• **Consigne**: Selon le texte consacré à la mort de Jorge Lavelli, qu'est-ce qui lui a permis de s'imposer comme un grand artiste ? Expliquez-le en une à trois phrases.

La mort de Jorge Lavelli

Un immense metteur en scène

La mort de Jorge Lavelli

Le metteur en scène franco-argentin Jorge Lavelli, qui avait obtenu la nationalité française en 1977, est mort le 9 octobre, à Paris, âgé de 90 ans. Il était né à Buenos-Aires en 1932. Il n’était pas issu, comme Alfredo Arias, de la vague des Argentins venus en France pour échapper à la répression du système péroniste. Fils de marbrier, il était arrivé à Paris grâce à une bourse du Fonds national des arts de l’Argentine, avait suivi les cours des écoles Charles Dullin et Jacques Lecocq et était resté dans la capitale française. C’est en remportant le concours de jeunes compagnies, avec sa mise en scène du Mariage de Gombrowicz, en 1963, qu’il s’était imposé comme un grand artiste. En 1975, il se révéla comme un important metteur en scène d’opéra avec son Faust de Gounod transposé dans la Première Guerre mondiale (transposition historique que l’Opéra de Paris reprit à plusieurs reprises).

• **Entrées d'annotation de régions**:

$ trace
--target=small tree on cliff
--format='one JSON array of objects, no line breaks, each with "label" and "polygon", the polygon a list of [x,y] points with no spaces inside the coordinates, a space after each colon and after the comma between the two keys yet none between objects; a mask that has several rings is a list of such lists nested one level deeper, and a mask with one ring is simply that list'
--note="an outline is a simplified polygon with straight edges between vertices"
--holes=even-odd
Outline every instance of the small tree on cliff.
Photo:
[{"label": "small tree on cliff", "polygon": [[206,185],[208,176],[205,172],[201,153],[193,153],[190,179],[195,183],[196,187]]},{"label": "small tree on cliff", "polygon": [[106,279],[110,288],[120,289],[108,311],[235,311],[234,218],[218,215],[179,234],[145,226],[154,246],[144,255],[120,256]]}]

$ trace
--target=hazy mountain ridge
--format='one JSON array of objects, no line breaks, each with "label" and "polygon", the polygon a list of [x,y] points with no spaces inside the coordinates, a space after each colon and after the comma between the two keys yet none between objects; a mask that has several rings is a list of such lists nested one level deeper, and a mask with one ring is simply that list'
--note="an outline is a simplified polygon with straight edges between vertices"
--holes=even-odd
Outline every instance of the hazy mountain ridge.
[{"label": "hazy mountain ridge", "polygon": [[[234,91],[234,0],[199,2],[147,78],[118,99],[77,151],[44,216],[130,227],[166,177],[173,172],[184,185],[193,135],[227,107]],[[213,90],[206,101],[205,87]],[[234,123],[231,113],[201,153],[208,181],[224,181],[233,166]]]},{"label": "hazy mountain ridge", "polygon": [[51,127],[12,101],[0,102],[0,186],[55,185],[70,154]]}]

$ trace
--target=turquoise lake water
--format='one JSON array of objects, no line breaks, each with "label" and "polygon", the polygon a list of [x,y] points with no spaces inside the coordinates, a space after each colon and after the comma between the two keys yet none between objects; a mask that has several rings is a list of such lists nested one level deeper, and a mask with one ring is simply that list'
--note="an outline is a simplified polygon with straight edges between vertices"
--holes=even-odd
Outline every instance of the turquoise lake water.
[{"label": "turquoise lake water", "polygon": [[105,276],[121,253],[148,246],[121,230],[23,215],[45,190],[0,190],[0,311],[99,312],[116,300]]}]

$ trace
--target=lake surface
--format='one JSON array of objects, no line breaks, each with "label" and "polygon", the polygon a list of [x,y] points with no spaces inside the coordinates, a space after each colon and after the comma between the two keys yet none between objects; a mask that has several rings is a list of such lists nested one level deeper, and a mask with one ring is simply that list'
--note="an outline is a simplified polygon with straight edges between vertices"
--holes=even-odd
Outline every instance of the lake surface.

• **Réponse**: Jorge Lavelli s'est imposé comme un grand artiste en remportant le concours de jeunes compagnies en 1963. Il l'a gagné avec sa mise en scène du Mariage de Gombrowicz.